◆ GOAL ◆
Lay out every line of the entries below as a Markdown table with two columns, Row and Line. Give each line a row number, skip blank lines, and leave the pictures out of the table.
··· RECORDS FOR THE EXERCISE ···
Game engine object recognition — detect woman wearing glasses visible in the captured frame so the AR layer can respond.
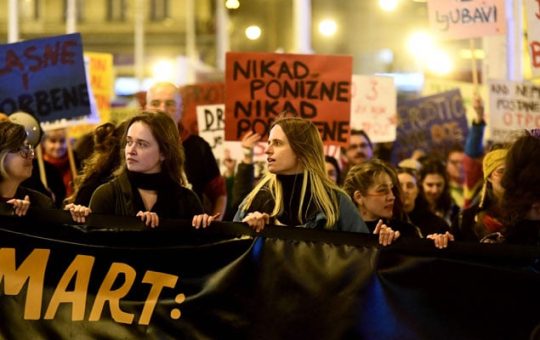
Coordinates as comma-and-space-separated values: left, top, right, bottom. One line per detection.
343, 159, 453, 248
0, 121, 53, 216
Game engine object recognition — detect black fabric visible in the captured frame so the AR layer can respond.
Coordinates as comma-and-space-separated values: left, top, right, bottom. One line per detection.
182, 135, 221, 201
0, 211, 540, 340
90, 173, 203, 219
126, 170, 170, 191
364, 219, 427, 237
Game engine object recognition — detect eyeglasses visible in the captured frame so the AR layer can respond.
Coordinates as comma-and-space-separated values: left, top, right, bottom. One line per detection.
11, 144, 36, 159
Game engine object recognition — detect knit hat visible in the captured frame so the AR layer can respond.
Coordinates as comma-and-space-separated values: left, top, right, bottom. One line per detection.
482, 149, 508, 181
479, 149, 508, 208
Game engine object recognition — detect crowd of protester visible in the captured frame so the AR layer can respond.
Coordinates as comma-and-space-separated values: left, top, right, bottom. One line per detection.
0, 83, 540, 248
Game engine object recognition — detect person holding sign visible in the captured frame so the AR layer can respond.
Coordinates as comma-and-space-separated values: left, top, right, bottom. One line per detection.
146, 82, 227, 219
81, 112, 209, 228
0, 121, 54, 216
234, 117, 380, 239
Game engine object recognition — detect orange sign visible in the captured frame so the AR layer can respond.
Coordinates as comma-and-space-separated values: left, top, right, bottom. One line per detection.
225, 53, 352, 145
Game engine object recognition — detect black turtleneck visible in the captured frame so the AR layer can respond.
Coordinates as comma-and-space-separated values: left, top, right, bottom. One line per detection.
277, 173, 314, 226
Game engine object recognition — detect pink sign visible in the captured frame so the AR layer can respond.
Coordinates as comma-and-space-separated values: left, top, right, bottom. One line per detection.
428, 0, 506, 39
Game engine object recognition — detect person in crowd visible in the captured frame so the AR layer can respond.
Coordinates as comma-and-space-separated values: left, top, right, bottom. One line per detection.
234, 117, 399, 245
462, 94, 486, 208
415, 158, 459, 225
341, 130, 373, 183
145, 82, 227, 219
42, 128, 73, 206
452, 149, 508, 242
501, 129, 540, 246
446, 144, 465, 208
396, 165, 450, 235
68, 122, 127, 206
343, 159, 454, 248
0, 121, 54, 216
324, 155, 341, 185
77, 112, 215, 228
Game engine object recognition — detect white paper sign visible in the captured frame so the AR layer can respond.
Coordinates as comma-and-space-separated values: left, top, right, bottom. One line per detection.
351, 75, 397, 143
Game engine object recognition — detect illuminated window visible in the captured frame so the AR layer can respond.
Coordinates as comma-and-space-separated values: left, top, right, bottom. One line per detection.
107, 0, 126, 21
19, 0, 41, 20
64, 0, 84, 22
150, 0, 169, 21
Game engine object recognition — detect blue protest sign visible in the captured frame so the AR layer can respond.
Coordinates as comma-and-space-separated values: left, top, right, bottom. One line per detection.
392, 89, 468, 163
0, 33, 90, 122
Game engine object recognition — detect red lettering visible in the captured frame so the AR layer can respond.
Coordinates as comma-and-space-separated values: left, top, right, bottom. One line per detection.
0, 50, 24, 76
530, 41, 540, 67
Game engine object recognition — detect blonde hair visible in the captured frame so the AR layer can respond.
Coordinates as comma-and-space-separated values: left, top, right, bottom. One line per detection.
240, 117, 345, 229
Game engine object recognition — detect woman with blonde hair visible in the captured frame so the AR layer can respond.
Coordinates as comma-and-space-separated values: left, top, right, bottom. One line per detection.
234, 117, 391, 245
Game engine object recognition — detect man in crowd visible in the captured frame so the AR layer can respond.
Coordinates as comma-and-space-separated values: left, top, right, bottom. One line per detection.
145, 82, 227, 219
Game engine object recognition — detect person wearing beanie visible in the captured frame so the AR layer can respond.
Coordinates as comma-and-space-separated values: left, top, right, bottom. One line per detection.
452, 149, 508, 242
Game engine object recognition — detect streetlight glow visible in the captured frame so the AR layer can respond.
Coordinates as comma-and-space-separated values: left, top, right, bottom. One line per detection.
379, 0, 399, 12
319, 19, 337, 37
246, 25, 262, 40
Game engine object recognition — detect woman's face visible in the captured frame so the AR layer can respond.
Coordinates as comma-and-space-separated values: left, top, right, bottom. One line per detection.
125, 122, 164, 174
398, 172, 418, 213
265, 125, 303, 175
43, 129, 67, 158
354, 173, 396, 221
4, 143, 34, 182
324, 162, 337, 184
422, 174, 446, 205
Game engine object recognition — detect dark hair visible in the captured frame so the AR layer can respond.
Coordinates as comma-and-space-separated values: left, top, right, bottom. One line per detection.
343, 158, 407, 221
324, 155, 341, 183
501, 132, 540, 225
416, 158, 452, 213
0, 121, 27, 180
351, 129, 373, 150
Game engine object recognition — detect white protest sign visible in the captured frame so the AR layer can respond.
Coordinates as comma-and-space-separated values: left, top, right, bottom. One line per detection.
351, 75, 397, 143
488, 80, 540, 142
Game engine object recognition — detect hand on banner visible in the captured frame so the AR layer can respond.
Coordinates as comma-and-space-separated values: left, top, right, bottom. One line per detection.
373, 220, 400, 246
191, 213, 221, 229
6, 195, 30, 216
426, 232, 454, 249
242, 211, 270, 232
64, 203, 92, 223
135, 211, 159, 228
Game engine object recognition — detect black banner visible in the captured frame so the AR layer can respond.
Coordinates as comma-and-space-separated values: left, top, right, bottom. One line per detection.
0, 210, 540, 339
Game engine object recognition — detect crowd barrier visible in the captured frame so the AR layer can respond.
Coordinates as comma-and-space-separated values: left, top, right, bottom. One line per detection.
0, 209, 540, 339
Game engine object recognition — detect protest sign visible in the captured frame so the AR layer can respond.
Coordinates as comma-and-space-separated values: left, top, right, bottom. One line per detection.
···
◆ WORKED ANSWER ◆
| Row | Line |
|---|---|
| 1 | Game engine object recognition — detect woman wearing glasses visible in the captured frame so the AR layer can respond. |
| 2 | Coordinates as comma-and-space-separated values: left, top, right, bottom. One line per detection. |
| 3 | 343, 159, 453, 248 |
| 4 | 0, 121, 53, 216 |
| 5 | Game engine object recognition — detect black fabric visible in the captured frame so the AR layer can respond. |
| 6 | Coordinates as comma-and-space-separated values: left, top, right, bottom. One line per detection. |
| 7 | 182, 135, 221, 201 |
| 8 | 0, 211, 540, 340 |
| 9 | 90, 173, 203, 219 |
| 10 | 126, 170, 170, 191 |
| 11 | 364, 219, 427, 237 |
| 12 | Game engine object recognition — detect eyeglasses visible in the captured frame so the AR layer can respond. |
| 13 | Coordinates as comma-and-space-separated values: left, top, right, bottom. One line per detection. |
| 14 | 11, 144, 36, 159 |
| 15 | Game engine object recognition — detect knit hat visible in the captured frame so the AR layer can respond. |
| 16 | Coordinates as comma-and-space-separated values: left, top, right, bottom. One line per detection. |
| 17 | 482, 149, 508, 181 |
| 18 | 479, 149, 508, 208 |
| 19 | Game engine object recognition — detect crowd of protester visible in the captured frame so the AR layer can respond. |
| 20 | Coordinates as comma-and-space-separated values: left, top, right, bottom. One line per detection. |
| 21 | 0, 83, 540, 248 |
| 22 | Game engine object recognition — detect person holding sign visible in the captured frame so the AR layer can respond. |
| 23 | Coordinates as comma-and-space-separated values: left, top, right, bottom. One line per detection. |
| 24 | 146, 82, 227, 219 |
| 25 | 81, 112, 209, 228 |
| 26 | 0, 121, 54, 216 |
| 27 | 234, 117, 380, 239 |
| 28 | Game engine object recognition — detect orange sign visible in the captured frame so the AR layer can respond. |
| 29 | Coordinates as comma-and-space-separated values: left, top, right, bottom. One line per detection. |
| 30 | 225, 53, 352, 145 |
| 31 | Game engine object recognition — detect black turtleneck visible in the captured frame so the AR layer can respond. |
| 32 | Coordinates as comma-and-space-separated values: left, top, right, bottom. One line per detection. |
| 33 | 277, 173, 314, 226 |
| 34 | Game engine object recognition — detect pink sign visible in the captured frame so the AR layer can respond. |
| 35 | Coordinates as comma-and-space-separated values: left, top, right, bottom. One line per detection. |
| 36 | 428, 0, 506, 39 |
| 37 | Game engine object recognition — detect person in crowd visible in the captured frame so the AR layer can respond. |
| 38 | Coordinates as comma-and-space-separated values: left, top, right, bottom. One line per detection. |
| 39 | 234, 117, 399, 245 |
| 40 | 462, 94, 486, 208 |
| 41 | 415, 158, 459, 225 |
| 42 | 341, 130, 373, 183 |
| 43 | 145, 82, 227, 219 |
| 44 | 42, 128, 73, 206 |
| 45 | 452, 149, 508, 242 |
| 46 | 501, 129, 540, 246 |
| 47 | 446, 144, 465, 208 |
| 48 | 396, 165, 450, 235 |
| 49 | 68, 122, 127, 206 |
| 50 | 343, 159, 454, 248 |
| 51 | 0, 121, 54, 216 |
| 52 | 324, 155, 341, 185 |
| 53 | 77, 112, 215, 228 |
| 54 | Game engine object recognition — detect white paper sign visible in the captured frame so the AR layer can respond. |
| 55 | Coordinates as comma-and-space-separated values: left, top, right, bottom. One line per detection. |
| 56 | 351, 75, 397, 143 |
| 57 | Game engine object recognition — detect illuminated window visible in the captured frame so the AR layer can respond. |
| 58 | Coordinates as comma-and-space-separated values: left, top, right, bottom. One line per detection. |
| 59 | 107, 0, 126, 21 |
| 60 | 19, 0, 41, 20 |
| 61 | 64, 0, 84, 22 |
| 62 | 150, 0, 169, 21 |
| 63 | Game engine object recognition — detect blue protest sign visible in the captured frame so the AR layer can respond. |
| 64 | Coordinates as comma-and-space-separated values: left, top, right, bottom. One line per detection. |
| 65 | 392, 89, 468, 163 |
| 66 | 0, 33, 90, 122 |
| 67 | Game engine object recognition — detect red lettering visible in the captured frame so the AR layer can respond. |
| 68 | Coordinates as comma-and-space-separated values: left, top, right, bottom. One line per detection. |
| 69 | 0, 50, 24, 76 |
| 70 | 530, 41, 540, 67 |
| 71 | Game engine object recognition — detect blonde hair visible in the captured frame so the AR layer can respond. |
| 72 | Coordinates as comma-and-space-separated values: left, top, right, bottom. One line per detection. |
| 73 | 240, 117, 345, 229 |
| 74 | Game engine object recognition — detect woman with blonde hair visible in the captured frame so the AR layer can respond. |
| 75 | Coordinates as comma-and-space-separated values: left, top, right, bottom. One line per detection. |
| 76 | 234, 117, 391, 245 |
| 77 | Game engine object recognition — detect man in crowd visible in the captured frame so the AR layer can respond. |
| 78 | Coordinates as comma-and-space-separated values: left, top, right, bottom. One line per detection. |
| 79 | 145, 82, 227, 219 |
| 80 | Game engine object recognition — detect person wearing beanie visible in the captured frame so the AR layer can respond. |
| 81 | Coordinates as comma-and-space-separated values: left, top, right, bottom. One line per detection. |
| 82 | 452, 149, 508, 242 |
| 83 | Game engine object recognition — detect streetlight glow visible in the captured frame so the AR layer can respond. |
| 84 | Coordinates as comma-and-space-separated values: left, top, right, bottom. One line per detection. |
| 85 | 379, 0, 399, 12 |
| 86 | 319, 19, 337, 37 |
| 87 | 246, 25, 262, 40 |
| 88 | Game engine object recognition — detect woman's face visible in the captured frame so the AR layer can respond. |
| 89 | Coordinates as comma-and-space-separated values: left, top, right, bottom. One line per detection. |
| 90 | 125, 122, 164, 174 |
| 91 | 398, 172, 418, 213 |
| 92 | 265, 125, 303, 175 |
| 93 | 43, 129, 67, 158 |
| 94 | 354, 173, 396, 221 |
| 95 | 4, 143, 34, 182 |
| 96 | 324, 162, 337, 184 |
| 97 | 422, 174, 446, 205 |
| 98 | Game engine object recognition — detect dark hair visible in the captured frame so the AR layer can respond. |
| 99 | Coordinates as comma-and-space-separated values: left, top, right, bottom. One line per detection. |
| 100 | 343, 158, 407, 221 |
| 101 | 324, 155, 341, 183 |
| 102 | 501, 132, 540, 225 |
| 103 | 416, 158, 452, 213 |
| 104 | 0, 121, 27, 180 |
| 105 | 351, 129, 373, 150 |
| 106 | Game engine object recognition — detect white protest sign visible in the captured frame so the AR layer can respond. |
| 107 | Coordinates as comma-and-space-separated values: left, top, right, bottom. One line per detection. |
| 108 | 351, 75, 397, 143 |
| 109 | 488, 80, 540, 142 |
| 110 | Game engine object recognition — detect hand on banner visible in the captured frame so the AR layer can respond. |
| 111 | Coordinates as comma-and-space-separated values: left, top, right, bottom. One line per detection. |
| 112 | 373, 220, 400, 246 |
| 113 | 191, 213, 221, 229 |
| 114 | 6, 195, 30, 216 |
| 115 | 426, 232, 454, 249 |
| 116 | 242, 211, 270, 232 |
| 117 | 64, 203, 92, 223 |
| 118 | 135, 211, 159, 228 |
| 119 | Game engine object recognition — detect black banner visible in the captured frame so the AR layer can respond. |
| 120 | Coordinates as comma-and-space-separated values: left, top, right, bottom. One line per detection. |
| 121 | 0, 210, 540, 339 |
| 122 | Game engine object recognition — detect crowd barrier visible in the captured frame so the AR layer can respond. |
| 123 | Coordinates as comma-and-space-separated values: left, top, right, bottom. One line per detection. |
| 124 | 0, 209, 540, 339 |
| 125 | Game engine object recognition — detect protest sign visible in the captured frame so the AR layer can respond. |
| 126 | Coordinates as comma-and-space-separated values: left, top, right, bottom. One line per detection. |